TEXTE DE LA PAGE:
********************

Les clauses sont appréciées dans leur contexte, au regard de l'économie du contrat et in concreto. La preuve d'un rééquilibrage du contrat par une autre clause incombe à l'entreprise mise en cause, sans que l'on puisse considérer qu'il y a inversion de la charge de la preuve. Enfin, les effets des pratiques n'ont pas à être pris en compte ou recherchés.

La mise en œuvre de l'article L. 442-6, I, 2° du Code de commerce suppose l'existence d'un rapport de force entre les cocontractants ayant permis à l'un d'eux de soumettre ou de tenter de soumettre son partenaire commercial, lors de la conclusion du contrat, à des obligations manifestement déséquilibrées ; si les contrats d'adhésion ne permettent pas a priori de négociations entre les parties, il incombe néanmoins à la partie qui invoque l'existence d'un déséquilibre significatif de rapporter la preuve qu'elle a été soumise, du fait du rapport de force existant, à des obligations injustifiées et non réciproques.

Or, en l'espèce, il résulte de la relation des faits par la société France Brevets, étayée par des échanges de courriels entre les parties, que les termes du contrat ont été négociés par les deux sociétés.

********************

Entrées d'identification de lieux:
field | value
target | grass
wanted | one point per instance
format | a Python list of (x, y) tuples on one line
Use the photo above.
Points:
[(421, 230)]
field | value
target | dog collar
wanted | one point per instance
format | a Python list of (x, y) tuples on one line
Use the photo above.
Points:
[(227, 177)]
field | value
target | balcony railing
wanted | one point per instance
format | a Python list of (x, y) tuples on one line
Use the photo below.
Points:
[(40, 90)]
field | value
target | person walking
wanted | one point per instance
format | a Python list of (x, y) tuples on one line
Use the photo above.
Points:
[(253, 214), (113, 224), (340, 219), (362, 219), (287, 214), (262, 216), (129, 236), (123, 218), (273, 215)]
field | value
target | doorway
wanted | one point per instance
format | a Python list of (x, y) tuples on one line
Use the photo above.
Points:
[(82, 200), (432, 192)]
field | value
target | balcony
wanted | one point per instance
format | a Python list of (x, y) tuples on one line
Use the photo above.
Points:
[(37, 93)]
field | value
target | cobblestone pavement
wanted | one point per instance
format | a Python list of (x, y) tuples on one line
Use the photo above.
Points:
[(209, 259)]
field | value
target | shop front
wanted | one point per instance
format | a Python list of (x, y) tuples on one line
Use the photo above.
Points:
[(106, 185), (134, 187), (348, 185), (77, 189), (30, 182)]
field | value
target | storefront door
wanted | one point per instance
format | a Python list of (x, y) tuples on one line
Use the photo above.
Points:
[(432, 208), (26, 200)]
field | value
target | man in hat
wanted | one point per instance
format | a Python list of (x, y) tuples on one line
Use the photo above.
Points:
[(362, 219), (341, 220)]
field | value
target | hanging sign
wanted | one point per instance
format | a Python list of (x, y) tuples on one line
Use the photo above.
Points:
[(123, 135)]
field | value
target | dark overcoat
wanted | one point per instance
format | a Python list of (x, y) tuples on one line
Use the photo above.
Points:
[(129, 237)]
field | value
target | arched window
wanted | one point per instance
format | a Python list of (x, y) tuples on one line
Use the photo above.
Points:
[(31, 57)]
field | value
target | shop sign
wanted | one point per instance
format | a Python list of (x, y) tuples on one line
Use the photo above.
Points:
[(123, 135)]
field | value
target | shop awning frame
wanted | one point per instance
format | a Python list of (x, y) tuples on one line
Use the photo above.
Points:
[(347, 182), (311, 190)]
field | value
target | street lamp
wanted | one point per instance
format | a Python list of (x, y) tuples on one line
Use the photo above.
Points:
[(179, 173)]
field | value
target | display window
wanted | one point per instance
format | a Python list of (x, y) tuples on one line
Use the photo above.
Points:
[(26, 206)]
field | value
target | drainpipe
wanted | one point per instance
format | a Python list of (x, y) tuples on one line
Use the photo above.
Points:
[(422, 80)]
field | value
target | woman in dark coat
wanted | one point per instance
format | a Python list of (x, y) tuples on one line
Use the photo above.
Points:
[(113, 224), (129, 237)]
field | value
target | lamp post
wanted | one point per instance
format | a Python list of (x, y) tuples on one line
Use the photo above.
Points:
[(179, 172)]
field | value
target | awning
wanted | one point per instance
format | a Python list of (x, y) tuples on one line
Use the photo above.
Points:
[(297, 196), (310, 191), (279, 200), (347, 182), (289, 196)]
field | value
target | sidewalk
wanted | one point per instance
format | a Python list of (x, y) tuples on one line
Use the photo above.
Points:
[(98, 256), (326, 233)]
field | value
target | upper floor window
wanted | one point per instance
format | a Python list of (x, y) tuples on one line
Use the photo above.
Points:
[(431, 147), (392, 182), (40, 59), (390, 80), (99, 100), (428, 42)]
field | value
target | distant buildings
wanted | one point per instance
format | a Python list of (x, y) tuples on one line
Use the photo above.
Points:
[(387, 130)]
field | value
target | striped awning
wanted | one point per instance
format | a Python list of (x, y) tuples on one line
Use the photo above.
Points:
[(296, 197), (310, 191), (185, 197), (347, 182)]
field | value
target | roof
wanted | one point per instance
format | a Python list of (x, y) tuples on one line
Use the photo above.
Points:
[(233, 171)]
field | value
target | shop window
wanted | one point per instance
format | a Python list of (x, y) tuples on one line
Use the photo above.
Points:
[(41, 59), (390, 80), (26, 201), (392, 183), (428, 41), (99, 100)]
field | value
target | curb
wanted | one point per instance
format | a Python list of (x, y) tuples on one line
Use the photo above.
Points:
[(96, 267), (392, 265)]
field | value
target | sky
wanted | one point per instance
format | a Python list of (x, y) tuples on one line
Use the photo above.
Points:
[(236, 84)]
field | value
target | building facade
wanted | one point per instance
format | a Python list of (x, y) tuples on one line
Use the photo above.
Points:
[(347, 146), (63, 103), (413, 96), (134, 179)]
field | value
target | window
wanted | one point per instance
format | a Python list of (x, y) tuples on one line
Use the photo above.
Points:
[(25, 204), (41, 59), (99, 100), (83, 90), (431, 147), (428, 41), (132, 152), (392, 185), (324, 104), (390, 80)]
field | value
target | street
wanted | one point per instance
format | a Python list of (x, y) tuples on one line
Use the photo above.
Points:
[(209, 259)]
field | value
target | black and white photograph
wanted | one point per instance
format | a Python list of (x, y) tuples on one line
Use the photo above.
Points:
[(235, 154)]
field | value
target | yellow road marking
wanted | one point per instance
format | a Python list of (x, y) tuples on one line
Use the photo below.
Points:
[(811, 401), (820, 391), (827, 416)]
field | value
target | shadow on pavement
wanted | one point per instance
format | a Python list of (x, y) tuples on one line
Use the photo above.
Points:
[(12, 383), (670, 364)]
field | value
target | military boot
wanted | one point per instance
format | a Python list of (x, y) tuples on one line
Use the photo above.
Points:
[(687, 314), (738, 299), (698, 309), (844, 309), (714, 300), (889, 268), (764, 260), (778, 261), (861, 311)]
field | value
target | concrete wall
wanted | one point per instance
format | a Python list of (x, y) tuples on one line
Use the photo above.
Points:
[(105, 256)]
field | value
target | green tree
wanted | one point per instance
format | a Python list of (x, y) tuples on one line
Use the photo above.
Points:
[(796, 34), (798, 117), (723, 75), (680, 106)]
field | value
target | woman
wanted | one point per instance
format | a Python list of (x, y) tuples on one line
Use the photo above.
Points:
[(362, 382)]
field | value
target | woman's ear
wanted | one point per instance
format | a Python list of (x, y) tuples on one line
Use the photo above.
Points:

********************

ÉNONCÉ DE TÂCHE:
Répondez à ces questions sur le texte consacré au déséquilibre significatif.
(a) À qui incombe la preuve d'un rééquilibrage du contrat par une autre clause ?
(b) Quel article du Code de commerce est cité ?
(c) D'après la relation des faits par la société France Brevets, par qui les termes du contrat ont-ils été négociés ?
Ces données n'ont aucun lien avec le texte.

SOLUTION PROPOSÉE:
(a) À l'entreprise mise en cause.
(b) L'article L. 442-6, I, 2°.
(c) Par les deux sociétés.